THE PROBLEM: The full listing, copied exactly, is the required output.

INPUT FOR THIS TASK:
◇ ◇ ◇ ◇ ◇ ◇ ◇
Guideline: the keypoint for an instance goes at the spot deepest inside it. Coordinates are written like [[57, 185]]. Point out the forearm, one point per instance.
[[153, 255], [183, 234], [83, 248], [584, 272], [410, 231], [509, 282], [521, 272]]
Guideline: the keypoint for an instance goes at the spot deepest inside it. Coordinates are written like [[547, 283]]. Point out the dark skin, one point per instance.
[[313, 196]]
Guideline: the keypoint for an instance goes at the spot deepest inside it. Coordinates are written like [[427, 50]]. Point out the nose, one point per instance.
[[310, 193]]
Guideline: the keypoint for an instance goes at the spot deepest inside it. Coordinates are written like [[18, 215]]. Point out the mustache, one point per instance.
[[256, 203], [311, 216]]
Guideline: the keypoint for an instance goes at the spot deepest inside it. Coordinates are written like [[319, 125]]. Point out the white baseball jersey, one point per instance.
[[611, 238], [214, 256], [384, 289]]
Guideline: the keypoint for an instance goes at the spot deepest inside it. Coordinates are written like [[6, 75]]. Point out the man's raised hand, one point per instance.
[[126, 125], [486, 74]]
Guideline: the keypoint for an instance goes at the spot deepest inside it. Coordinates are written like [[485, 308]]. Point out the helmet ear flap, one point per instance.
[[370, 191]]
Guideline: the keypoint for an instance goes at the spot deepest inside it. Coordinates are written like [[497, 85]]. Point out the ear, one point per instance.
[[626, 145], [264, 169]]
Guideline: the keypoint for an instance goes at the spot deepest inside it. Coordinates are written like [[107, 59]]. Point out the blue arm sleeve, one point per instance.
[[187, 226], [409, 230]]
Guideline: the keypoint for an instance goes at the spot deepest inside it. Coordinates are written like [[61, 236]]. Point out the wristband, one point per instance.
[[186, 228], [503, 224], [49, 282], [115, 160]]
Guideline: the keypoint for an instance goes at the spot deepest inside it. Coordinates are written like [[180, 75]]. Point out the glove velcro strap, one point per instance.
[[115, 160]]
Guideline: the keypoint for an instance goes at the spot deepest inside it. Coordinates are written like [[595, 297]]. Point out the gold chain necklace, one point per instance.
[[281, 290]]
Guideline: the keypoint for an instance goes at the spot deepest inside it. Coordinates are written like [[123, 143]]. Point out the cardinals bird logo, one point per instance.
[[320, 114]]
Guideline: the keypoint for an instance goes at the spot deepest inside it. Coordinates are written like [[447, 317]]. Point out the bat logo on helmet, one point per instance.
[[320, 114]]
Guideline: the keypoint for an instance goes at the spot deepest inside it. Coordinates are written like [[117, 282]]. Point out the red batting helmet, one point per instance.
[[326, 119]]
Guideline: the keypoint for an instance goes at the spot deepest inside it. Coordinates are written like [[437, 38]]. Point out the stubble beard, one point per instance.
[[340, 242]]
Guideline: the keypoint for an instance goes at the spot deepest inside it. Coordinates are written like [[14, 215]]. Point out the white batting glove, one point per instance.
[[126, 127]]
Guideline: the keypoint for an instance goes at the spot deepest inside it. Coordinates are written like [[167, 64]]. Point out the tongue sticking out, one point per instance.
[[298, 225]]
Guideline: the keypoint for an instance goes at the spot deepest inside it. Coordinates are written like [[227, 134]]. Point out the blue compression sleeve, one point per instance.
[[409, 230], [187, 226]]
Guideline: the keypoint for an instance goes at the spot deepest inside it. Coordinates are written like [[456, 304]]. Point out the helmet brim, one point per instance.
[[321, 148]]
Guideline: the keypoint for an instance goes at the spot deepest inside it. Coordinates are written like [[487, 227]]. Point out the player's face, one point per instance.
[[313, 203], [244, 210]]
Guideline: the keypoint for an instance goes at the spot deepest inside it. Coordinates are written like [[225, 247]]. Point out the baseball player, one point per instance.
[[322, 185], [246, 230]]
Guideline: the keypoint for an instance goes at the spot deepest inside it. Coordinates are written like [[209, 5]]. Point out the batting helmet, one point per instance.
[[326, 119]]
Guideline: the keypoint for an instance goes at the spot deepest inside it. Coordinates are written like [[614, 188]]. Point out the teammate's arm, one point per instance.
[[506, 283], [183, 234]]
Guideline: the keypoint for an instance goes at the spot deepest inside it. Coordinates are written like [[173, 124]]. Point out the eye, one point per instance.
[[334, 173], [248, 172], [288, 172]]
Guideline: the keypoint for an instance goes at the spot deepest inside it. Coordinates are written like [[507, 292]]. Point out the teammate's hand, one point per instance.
◇ ◇ ◇ ◇ ◇ ◇ ◇
TASK RESULT:
Guideline: the keypoint for an instance goes at the spot deepest inside it. Coordinates are written like [[57, 185]]. Point out the forearm, one point per instance.
[[153, 255], [183, 234], [83, 248], [584, 272], [410, 231], [509, 282], [521, 272]]
Guideline: the keypoint for an instance goes at the spot deepest inside it. Coordinates are written like [[547, 283]]. Point out the dark skin, one point per instance.
[[313, 196]]
Guideline: the keypoint for an instance goes at the spot deepest inside it. Coordinates are written like [[427, 50]]. Point out the nose, one point per instance.
[[310, 193]]
Guideline: the keypoint for an instance goes at the spot deepest inside it. Coordinates are written like [[18, 215]]. Point out the mustache, one point per instance.
[[256, 203], [311, 216]]
Guideline: the keypoint for an instance goes at the spot deepest inside it. Coordinates are written like [[319, 125]]. Point out the white baseball jersey, one point per instance.
[[611, 238], [214, 256], [384, 289]]
Guideline: the keypoint for an instance goes at the spot deepest inside it. Coordinates are written like [[6, 75]]. Point out the man's raised hand, one point per instance.
[[126, 125], [486, 74]]
Guideline: the keypoint for an instance goes at the spot deepest inside it. Coordinates are written like [[485, 308]]. Point out the helmet ear flap, one point per instance.
[[370, 191]]
Guideline: the keypoint for an instance goes at the spot deepest inside it. Coordinates are written like [[497, 85]]. Point out the ear, one point per instance.
[[626, 145], [264, 169]]
Guideline: the keypoint for an instance goes at the spot deepest inside it. Coordinates are written like [[107, 59]]. Point out the blue arm sleeve, one point per instance.
[[187, 226], [409, 230]]
Guideline: the keypoint for an instance goes at the spot deepest inside it. Coordinates are written like [[61, 236]]. Point out the wristband, one point per instance.
[[186, 228], [503, 224], [49, 282], [115, 160]]
Guideline: the keypoint for an instance goes at the spot deepest inside it. Coordinates are written like [[180, 75]]. Point out the glove velcro strap, one point per instance.
[[115, 160]]
Guideline: the keypoint for an instance goes at the spot deepest inside it. Coordinates are written like [[595, 297]]. Point out the gold chain necklace, one point per instance.
[[281, 290]]
Guideline: the keypoint for an instance goes at the spot deepest inside it. Coordinates are written like [[123, 143]]. Point out the cardinals bird logo, one point per instance.
[[320, 114]]
Guideline: the keypoint for an instance goes at the spot deepest inside it. Coordinates are written like [[447, 317]]. Point out the bat logo on helmet, one point per instance.
[[320, 114]]
Guideline: the keypoint for an instance goes at the spot deepest inside it. Coordinates are written like [[117, 282]]. Point out the red batting helmet, one point per instance.
[[326, 119]]
Guideline: the keypoint for an instance goes at the spot deepest inside it. Coordinates are written like [[437, 38]]. Point out the stubble beard, one point per instance.
[[340, 242]]
Guideline: the keypoint for an instance goes at the spot deepest inside it. Coordinates are written like [[14, 215]]. Point out the white batting glove, one point per instance.
[[126, 127]]
Guideline: the keypoint for an instance goes at the spot deepest inside it. Coordinates are written like [[167, 64]]. Point out the tongue sticking out, one point per instance.
[[298, 225]]
Guideline: the keypoint for an instance goes at the spot deepest inside it. Coordinates are written like [[227, 134]]. Point out the blue compression sleeve, one point per instance.
[[409, 230], [187, 226]]
Guideline: the keypoint for an instance goes at the spot deepest inside it. Coordinates are written like [[456, 304]]. Point out the helmet brim, one point per instance.
[[321, 148]]
Guideline: the keypoint for an instance goes at the spot deepest inside it. Coordinates are written like [[487, 227]]. Point out the player's face, one point per instance.
[[313, 203], [244, 210]]
Guideline: the keypoint for an instance goes at the spot deepest inside it. Coordinates are written like [[225, 247]]. Point out the baseball player, one point per instance.
[[322, 185], [246, 230]]
Guideline: the keypoint for an instance goes at the spot deepest inside it. Coordinates are written like [[209, 5]]. Point out the batting helmet, one point per instance.
[[326, 119]]
Guideline: the keypoint for an instance goes at the spot deepest inside it. Coordinates are written like [[614, 188]]. Point out the teammate's arm, one point per instance.
[[506, 283], [183, 234]]
Guideline: the keypoint for an instance goes at the spot deepest inside it. Coordinates are written like [[173, 124]]. Point out the eye, one point per instance.
[[334, 173], [248, 172], [288, 172]]
Guideline: the keypoint for an instance goes at the spot deepest inside it. Coordinates are written like [[507, 292]]. Point out the teammate's hand, one point per instance.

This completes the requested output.